(Dataset excerpts)
□ □ □ □ □

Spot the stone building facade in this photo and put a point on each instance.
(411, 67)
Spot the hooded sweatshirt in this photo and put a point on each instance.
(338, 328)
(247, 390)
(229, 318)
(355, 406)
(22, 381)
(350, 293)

□ □ □ □ □

The lines from the one holding "Spot the hooded" to the end of the entries are to be repeated exactly, with both ends included and nothing else.

Spot the hooded sweatshirt in this photo and put a point on each instance.
(338, 328)
(247, 390)
(229, 318)
(355, 406)
(22, 381)
(350, 293)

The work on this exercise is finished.